Aim — Please count the lines in the rows below that contain the word "white", and give only that number.

Records provided —

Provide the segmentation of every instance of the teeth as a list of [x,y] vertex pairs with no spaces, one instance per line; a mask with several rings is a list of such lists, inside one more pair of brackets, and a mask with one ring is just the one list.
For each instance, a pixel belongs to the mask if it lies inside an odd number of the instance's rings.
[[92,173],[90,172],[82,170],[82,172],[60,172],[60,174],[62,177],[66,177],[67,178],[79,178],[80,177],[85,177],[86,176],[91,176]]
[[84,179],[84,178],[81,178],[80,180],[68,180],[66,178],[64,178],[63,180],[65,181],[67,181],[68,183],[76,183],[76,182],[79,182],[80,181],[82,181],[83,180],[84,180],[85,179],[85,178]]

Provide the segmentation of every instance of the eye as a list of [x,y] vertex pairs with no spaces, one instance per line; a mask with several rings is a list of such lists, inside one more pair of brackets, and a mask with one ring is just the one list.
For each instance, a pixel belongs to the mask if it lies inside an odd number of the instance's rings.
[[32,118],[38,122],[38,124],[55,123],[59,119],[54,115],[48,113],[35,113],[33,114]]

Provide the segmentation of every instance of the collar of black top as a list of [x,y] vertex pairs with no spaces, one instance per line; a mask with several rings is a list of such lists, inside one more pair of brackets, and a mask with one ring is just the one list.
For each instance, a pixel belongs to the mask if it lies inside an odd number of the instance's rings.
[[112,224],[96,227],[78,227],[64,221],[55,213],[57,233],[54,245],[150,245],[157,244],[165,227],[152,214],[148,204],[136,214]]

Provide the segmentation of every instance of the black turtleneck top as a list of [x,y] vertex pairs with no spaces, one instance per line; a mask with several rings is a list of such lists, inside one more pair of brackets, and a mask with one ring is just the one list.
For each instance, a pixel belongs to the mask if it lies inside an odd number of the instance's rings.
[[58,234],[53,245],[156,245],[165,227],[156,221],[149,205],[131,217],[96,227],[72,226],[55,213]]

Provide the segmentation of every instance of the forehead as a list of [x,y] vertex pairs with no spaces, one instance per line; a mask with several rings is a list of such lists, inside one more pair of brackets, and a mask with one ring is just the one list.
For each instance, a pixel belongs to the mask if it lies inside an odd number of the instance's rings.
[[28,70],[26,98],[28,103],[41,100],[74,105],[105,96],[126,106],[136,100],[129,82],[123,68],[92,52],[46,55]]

...

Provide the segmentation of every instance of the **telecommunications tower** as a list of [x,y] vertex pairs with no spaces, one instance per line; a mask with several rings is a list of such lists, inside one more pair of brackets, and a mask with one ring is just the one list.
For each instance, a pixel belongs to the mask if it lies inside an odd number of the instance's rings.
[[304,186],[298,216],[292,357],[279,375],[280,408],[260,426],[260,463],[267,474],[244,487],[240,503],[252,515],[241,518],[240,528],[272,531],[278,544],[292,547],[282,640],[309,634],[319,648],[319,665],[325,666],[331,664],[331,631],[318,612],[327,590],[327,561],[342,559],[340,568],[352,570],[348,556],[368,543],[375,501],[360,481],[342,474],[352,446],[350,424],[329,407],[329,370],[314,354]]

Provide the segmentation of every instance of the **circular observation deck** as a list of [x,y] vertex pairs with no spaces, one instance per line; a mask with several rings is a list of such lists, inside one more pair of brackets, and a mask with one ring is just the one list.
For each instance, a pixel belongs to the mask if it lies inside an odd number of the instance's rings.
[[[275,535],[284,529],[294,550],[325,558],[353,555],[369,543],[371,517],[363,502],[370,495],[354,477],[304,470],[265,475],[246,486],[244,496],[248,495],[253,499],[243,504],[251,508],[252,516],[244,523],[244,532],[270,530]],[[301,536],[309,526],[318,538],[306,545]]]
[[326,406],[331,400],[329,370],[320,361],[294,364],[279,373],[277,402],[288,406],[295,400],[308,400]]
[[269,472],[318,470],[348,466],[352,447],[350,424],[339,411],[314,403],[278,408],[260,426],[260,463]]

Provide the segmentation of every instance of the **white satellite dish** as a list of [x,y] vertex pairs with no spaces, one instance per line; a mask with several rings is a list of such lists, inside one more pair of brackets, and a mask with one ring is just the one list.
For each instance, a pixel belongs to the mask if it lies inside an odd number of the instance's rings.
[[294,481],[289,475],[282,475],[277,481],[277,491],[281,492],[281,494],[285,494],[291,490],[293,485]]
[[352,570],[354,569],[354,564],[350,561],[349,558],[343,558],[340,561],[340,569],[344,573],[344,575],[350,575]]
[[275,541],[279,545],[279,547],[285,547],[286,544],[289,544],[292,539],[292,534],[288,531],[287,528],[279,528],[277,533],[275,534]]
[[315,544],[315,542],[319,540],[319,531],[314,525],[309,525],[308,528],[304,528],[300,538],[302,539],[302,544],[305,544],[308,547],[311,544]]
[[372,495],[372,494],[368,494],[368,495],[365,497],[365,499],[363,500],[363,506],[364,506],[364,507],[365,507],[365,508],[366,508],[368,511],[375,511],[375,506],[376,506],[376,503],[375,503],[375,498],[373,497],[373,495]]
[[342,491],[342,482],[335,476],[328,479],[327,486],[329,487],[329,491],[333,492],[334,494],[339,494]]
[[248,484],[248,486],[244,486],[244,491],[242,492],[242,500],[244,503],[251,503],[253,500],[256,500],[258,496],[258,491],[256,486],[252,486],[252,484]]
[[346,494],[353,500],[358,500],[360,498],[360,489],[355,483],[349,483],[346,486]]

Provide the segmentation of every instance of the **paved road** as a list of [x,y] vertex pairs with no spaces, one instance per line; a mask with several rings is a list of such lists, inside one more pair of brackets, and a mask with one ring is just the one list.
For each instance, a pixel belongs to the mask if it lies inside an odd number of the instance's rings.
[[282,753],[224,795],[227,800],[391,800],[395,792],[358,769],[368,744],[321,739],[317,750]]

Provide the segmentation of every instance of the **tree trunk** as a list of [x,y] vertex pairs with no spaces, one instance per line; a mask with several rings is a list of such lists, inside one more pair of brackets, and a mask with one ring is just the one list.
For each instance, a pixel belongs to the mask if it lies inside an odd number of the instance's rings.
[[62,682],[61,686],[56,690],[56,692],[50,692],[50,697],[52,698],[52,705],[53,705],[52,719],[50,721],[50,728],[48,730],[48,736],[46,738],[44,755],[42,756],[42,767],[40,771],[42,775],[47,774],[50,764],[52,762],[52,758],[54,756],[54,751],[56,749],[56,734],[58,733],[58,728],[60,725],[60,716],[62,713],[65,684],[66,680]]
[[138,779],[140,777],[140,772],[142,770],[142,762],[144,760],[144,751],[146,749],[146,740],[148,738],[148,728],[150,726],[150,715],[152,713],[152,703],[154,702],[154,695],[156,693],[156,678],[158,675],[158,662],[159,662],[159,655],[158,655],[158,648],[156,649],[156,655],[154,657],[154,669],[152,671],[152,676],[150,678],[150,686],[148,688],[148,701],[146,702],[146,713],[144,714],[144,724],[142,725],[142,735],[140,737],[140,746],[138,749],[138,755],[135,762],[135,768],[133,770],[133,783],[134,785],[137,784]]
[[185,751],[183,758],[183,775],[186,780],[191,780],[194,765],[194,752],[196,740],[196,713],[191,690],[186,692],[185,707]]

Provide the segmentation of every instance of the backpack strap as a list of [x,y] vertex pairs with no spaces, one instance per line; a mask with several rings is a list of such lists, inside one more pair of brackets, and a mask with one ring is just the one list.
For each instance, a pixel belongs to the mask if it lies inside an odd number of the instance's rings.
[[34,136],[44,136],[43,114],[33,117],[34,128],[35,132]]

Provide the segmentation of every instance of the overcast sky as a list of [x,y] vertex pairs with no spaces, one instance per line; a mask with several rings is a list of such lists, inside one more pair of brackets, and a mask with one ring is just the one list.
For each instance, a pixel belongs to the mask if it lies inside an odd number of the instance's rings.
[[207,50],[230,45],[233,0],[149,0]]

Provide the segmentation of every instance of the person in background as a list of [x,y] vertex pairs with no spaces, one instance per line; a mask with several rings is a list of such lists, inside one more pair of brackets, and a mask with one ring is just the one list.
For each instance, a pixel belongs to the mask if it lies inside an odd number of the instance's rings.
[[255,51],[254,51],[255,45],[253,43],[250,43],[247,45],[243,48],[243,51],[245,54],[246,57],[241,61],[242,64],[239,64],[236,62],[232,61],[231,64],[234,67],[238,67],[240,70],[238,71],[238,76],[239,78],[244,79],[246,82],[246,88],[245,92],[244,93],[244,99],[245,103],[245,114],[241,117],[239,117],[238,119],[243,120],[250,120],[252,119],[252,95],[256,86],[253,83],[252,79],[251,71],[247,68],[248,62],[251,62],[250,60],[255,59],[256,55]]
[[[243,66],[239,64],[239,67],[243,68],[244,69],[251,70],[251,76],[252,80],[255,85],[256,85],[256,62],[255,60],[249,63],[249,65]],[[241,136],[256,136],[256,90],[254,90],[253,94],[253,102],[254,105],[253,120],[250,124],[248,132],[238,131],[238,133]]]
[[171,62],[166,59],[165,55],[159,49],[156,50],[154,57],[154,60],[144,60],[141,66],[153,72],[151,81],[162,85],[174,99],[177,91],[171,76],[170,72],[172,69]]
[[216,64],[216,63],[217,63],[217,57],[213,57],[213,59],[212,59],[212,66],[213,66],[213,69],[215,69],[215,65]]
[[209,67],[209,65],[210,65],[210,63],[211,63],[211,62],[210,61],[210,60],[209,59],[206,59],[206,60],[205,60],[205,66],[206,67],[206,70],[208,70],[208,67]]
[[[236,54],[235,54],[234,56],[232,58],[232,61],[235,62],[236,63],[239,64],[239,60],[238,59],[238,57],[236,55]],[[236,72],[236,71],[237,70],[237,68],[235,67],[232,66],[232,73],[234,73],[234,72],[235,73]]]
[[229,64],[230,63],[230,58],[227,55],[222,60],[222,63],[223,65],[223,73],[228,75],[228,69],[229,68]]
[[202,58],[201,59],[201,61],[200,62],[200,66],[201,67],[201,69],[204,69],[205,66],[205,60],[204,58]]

...

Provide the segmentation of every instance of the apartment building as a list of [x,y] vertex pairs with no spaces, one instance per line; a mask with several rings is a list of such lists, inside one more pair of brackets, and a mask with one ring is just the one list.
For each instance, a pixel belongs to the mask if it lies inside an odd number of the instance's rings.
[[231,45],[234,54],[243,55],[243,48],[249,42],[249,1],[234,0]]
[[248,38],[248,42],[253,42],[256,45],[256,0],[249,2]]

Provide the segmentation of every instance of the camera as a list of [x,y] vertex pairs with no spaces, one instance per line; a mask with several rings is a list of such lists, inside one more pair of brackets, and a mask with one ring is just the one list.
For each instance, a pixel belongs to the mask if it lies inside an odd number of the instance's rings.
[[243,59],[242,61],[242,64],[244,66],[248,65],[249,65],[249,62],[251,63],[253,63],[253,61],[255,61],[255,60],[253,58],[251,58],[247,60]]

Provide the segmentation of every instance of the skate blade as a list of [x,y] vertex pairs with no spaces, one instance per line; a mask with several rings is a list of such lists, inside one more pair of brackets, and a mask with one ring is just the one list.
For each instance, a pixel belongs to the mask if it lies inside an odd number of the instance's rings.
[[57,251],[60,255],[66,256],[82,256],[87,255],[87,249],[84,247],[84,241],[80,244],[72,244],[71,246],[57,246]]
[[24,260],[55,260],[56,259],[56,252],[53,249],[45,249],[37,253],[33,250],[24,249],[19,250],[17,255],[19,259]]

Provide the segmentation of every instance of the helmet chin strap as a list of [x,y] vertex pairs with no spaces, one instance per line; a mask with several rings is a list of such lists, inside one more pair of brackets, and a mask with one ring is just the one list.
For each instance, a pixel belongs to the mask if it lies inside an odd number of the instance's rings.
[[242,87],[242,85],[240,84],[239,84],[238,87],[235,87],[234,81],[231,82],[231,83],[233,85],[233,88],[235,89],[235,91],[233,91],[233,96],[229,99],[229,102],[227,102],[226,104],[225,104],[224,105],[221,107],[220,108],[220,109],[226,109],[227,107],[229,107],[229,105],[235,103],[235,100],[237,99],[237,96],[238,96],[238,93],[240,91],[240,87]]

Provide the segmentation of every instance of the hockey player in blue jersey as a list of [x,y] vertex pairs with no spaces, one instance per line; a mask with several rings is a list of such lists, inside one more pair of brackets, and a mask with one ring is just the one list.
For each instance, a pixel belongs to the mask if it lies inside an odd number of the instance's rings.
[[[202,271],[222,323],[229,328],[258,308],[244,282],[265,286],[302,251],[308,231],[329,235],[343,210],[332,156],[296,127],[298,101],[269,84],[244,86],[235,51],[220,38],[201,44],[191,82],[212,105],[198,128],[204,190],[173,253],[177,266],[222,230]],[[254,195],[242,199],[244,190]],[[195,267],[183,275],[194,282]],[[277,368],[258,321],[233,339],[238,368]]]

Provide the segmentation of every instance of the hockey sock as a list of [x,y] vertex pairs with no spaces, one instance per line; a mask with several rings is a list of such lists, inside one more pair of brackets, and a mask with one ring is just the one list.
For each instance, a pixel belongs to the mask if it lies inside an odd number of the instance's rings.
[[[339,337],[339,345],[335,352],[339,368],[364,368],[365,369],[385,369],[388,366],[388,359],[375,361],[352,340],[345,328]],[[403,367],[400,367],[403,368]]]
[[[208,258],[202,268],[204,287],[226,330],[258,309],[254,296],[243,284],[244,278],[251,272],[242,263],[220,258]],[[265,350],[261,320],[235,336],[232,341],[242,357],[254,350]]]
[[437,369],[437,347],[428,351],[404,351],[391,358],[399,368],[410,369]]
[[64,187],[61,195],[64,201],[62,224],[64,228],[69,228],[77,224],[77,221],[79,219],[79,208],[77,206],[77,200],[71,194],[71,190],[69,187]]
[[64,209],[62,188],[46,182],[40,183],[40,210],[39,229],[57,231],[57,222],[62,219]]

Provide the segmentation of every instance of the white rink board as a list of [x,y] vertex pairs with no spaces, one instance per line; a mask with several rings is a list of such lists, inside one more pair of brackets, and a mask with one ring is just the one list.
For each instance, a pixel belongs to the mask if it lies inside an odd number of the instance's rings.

Solution — 2